Dossier : IMM-1356-98

ENTRE :

OLEG DEMCHUK,

demandeur,

-et-

LE MINISTRE DE LA CITOYENNETÉ ET DE L'IMMIGRATION,

défendeur.

MOTIFS DE L'ORDONNANCE

LE JUGE CULLEN

[1]         Le demandeur conteste par voie de contrôle judiciaire la décision de la Commission de l'immigration et du statut de réfugié, Section du statut de réfugié (ci-après SSR), en date du 25 février 1998, dans laquelle la SSR a conclu que le demandeur n'était pas un réfugié au sens de la Convention selon les termes du paragraphe 2(1) de la Loi sur l'immigration, L.R.C. (1985), ch. I-2 (ci-après la Loi). Le juge Evans a accordé, le 4 novembre 1996, l'autorisation d'engager la présente procédure de demande de contrôle judiciaire.


Les faits

[2]         Le demandeur, Oleg Demchuk, est un citoyen ukrainien de 36 ans. Sa demande de statut de réfugié au sens de la Convention se fonde sur ses opinions politiques et sur son appartenance à un groupe social. Il craint d'être persécuté par les mafias ukrainienne ou russe.

[3]         Dans son formulaire de renseignements personnels (dossier de demande du demandeur [ci-après DD], onglet 4, aux pages 27 à 29), le demandeur dresse la liste des incidents qui l'ont amené à chercher asile à Toronto le 10 avril 1996.

[4]         Du mois d'octobre 1992 jusqu'au mois d'octobre 1995, le demandeur a travaillé au sein d'une société, Energetic, laquelle était assujettie à 80 % au contrôle de l'État. La succursale à laquelle il était affecté s'occupait de l'entretien et de l'installation des stations de distribution d'énergie. Depuis le début de 1995, il a également travaillé sur une base contractuelle pour une autre société, la Ukranian Energy Consortium; il en est devenu président en octobre 1995.

[5]         Au début de 1995, le demandeur a également commencé à recevoir des menaces anonymes au téléphone lui dictant à qui vendre l'énergie et à quel prix. Ces personnes voulaient aussi que le demandeur leur verse illégalement des sommes d'argent appartenant à la société. Elles ont promis au demandeur de faire démarrer sa carrière politique, si telle était son ambition. Le demandeur n'a signalé ces appels à personne, craignant qu'ils aient des conséquences défavorables sur son statut dans la société. Il a également refusé de se plier aux exigences de ces personnes.

[6]         Le demandeur affirme avoir été brutalisé à trois reprises pour avoir refusé d'exécuter les ordres. Le premier incident est survenu le 5 avril 1995. Il a signalé l'incident et a obtenu qu'un rapport soit préparé sur ses blessures, mais personne n'a jamais été arrêté. Les appels de menace ont continué au même rythme et le demandeur a été brutalisé une seconde fois le 23 août 1995. Une fois de plus, il a signalé l'incident et a obtenu qu'un rapport soit préparé sur ses blessures mais, une fois de plus, aucune arrestation n'a eu lieu. Toute enquête aurait pu, bien sûr, être entravée par son incapacité d'identifier l'un ou l'autre de ses agresseurs. Le troisième incident a eu lieu le 27 décembre 1995 dans l'entrée de l'édifice où il travaillait. À cette date, le demandeur était alors accompagné au travail et après le travail par un chauffeur pour sa propre sécurité. Il a obtenu qu'un rapport soit préparé sur ses blessures, mais a refusé de signaler l'incident à la police, jugeant la démarche futile.

VOTRE TRAVAIL:
1. Mettez à jour le passage du jugement Demchuk qui part de « [1]         Le demandeur » et va jusqu'à « de contrôle judiciaire. » : recopiez-le en remplaçant « contrôle judiciaire » par « révision judiciaire ».
2. Prolongez le jugement Demchuk au-delà de sa dernière phrase.

EXTRAITS DE DONNÉES:
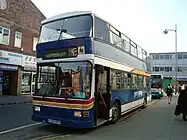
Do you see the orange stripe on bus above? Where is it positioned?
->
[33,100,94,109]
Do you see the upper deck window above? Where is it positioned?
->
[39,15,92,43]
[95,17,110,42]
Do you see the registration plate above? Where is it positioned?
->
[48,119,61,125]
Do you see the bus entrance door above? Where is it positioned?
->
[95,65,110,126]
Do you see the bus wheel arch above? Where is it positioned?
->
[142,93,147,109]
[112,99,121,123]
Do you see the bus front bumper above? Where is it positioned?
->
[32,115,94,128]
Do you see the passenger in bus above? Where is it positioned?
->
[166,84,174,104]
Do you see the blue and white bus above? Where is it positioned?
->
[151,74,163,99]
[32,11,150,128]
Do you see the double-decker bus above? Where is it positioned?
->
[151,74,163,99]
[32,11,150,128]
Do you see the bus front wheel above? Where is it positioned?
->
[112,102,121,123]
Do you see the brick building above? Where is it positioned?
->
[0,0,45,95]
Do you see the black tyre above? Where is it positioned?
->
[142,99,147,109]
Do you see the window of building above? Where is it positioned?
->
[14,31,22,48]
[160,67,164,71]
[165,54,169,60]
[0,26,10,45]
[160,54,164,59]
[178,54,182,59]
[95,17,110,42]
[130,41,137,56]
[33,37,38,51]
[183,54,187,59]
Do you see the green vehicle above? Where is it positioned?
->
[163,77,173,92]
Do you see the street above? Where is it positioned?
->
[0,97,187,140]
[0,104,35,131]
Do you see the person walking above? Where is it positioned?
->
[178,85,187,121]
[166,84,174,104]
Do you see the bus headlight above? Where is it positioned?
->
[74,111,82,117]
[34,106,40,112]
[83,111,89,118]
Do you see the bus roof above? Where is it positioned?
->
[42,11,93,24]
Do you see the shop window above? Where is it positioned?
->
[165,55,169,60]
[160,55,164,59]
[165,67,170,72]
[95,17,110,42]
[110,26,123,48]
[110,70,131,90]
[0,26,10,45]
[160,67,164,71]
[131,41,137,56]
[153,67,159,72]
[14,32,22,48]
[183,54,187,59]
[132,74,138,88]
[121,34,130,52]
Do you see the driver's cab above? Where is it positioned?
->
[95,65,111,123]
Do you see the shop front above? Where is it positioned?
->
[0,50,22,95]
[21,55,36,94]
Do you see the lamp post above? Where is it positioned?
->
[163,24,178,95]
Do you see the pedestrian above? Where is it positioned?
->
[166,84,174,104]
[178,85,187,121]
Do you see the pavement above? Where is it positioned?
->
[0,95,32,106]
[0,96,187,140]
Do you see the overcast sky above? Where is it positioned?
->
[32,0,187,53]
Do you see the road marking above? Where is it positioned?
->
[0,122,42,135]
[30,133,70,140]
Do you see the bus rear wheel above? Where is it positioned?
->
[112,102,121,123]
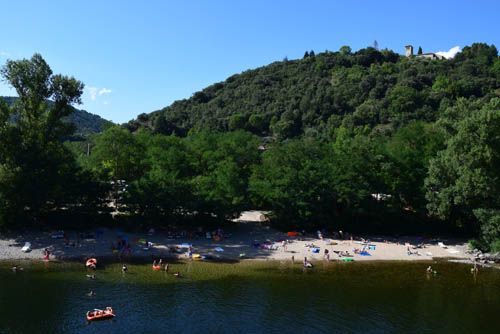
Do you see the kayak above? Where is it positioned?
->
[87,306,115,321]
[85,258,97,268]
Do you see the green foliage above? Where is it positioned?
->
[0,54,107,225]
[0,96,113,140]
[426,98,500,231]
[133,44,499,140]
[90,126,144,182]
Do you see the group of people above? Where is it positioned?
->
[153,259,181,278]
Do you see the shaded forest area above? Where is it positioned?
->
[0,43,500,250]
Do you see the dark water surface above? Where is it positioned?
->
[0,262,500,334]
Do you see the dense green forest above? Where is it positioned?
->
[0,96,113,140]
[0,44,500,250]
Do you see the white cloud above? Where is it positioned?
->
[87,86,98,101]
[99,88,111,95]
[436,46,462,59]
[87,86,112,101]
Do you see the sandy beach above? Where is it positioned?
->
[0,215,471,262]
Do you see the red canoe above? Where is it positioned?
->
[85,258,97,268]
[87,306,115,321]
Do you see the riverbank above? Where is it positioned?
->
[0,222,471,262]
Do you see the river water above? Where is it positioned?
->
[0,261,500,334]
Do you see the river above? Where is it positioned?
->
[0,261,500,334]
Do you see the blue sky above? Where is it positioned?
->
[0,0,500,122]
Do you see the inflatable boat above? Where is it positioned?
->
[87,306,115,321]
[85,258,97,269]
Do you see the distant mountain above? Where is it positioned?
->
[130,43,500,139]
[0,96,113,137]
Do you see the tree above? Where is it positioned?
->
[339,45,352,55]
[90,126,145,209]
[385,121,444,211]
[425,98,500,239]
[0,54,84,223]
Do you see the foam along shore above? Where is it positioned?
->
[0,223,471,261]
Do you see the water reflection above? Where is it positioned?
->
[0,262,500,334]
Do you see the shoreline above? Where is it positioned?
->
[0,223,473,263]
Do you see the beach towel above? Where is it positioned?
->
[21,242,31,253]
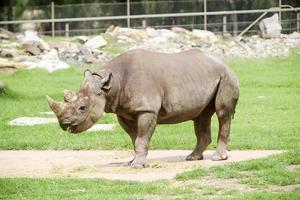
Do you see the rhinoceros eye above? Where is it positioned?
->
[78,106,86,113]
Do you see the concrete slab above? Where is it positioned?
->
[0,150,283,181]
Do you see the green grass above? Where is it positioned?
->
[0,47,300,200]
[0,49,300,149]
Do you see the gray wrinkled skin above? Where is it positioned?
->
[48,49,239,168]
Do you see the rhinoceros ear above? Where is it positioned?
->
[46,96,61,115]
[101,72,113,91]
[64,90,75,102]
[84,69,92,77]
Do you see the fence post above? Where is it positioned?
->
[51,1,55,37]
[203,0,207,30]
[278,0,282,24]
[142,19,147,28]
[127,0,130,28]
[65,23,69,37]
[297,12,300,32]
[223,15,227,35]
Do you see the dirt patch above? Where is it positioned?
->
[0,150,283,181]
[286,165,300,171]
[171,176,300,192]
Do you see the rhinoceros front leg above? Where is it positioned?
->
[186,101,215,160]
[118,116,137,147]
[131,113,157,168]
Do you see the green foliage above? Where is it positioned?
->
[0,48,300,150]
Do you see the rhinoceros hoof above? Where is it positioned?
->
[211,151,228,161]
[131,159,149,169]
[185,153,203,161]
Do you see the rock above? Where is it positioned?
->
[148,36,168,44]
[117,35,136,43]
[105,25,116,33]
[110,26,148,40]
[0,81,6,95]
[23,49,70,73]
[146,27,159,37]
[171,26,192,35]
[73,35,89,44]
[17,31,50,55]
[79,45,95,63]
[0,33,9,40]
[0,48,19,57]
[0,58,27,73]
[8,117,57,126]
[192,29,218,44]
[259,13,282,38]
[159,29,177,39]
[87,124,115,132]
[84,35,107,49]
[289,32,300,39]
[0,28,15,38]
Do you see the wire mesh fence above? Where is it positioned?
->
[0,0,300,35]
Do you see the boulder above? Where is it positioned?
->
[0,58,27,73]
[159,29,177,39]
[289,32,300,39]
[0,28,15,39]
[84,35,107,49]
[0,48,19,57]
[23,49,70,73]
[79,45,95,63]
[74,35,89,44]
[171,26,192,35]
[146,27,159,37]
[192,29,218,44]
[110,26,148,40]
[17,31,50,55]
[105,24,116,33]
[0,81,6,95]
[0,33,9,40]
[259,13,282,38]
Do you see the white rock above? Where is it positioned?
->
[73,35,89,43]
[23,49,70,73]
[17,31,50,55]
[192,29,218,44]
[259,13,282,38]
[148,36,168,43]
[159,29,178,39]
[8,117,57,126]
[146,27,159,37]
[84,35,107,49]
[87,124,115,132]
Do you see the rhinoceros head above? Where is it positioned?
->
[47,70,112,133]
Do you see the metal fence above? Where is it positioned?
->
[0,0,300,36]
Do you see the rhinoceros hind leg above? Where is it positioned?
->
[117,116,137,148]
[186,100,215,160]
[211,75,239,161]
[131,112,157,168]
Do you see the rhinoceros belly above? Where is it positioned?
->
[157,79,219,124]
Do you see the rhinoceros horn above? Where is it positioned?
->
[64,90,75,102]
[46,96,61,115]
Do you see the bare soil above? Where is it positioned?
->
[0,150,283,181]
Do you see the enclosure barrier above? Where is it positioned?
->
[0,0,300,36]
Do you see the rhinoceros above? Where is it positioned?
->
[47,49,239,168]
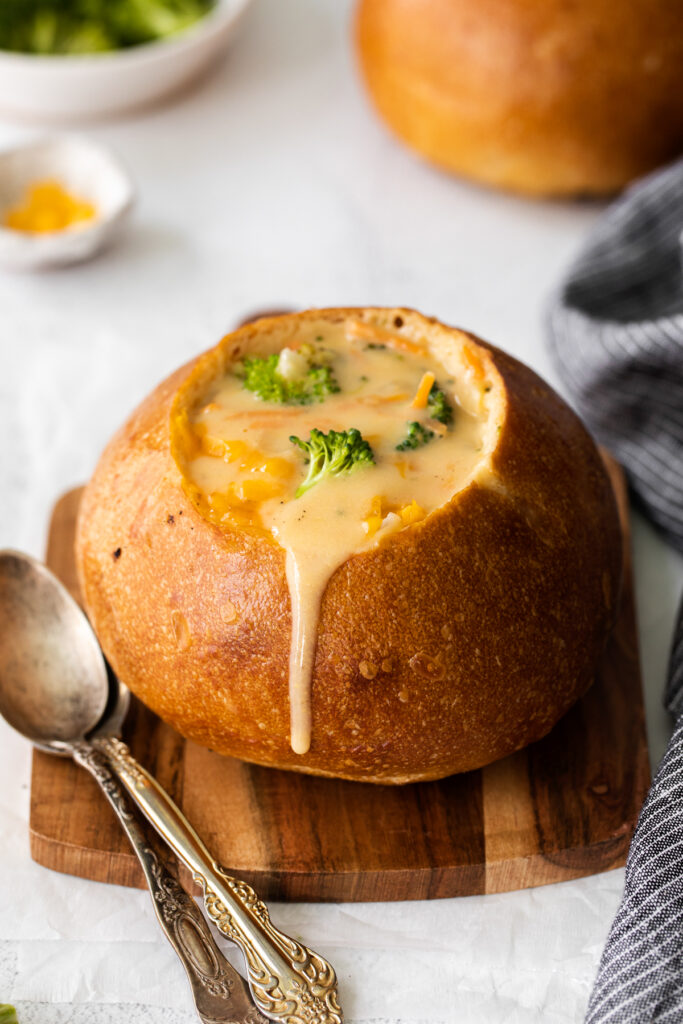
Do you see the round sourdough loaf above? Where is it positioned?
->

CORRIGÉS:
1.
[1]         Le demandeur conteste par voie de révision judiciaire la décision de la Commission de l'immigration et du statut de réfugié, Section du statut de réfugié (ci-après SSR), en date du 25 février 1998, dans laquelle la SSR a conclu que le demandeur n'était pas un réfugié au sens de la Convention selon les termes du paragraphe 2(1) de la Loi sur l'immigration, L.R.C. (1985), ch. I-2 (ci-après la Loi). Le juge Evans a accordé, le 4 novembre 1996, l'autorisation d'engager la présente procédure de demande de révision judiciaire.

2.
[7]         Le 3 janvier 1996, après en avoir discuté avec son épouse, le demandeur a décidé que sa situation était devenue intolérable; il a alors fait une demande pour obtenir un visa pour le Canada, supposément pour rendre visite à un ami. Au cours des trois mois qui ont suivi, il était absent de l'Ukraine pour voyages d'affaires et son épouse a continué à recevoir des appels anonymes de personnes cherchant à en savoir sur les allées et venues du demandeur. Finalement, au cours d'un voyage d'affaires en Pologne, le demandeur a acheté un billet pour le Canada; il est arrivé au pays le 10 avril 1996, date à laquelle il a présenté sa demande du statut de réfugié au sens de la Convention.

[8]         Le demandeur affirme que son épouse, qui est demeurée en Ukraine, continue de recevoir des appels anonymes, mais qu'elle répond que son époux est en voyage d'affaires en Pologne.

La décision de la SSR

[9]         La SSR a entendu les témoignages pendant trois jours, soit le 9 septembre et les 5 et 10 novembre 1997, puis a rendu sa décision le 25 février 1998.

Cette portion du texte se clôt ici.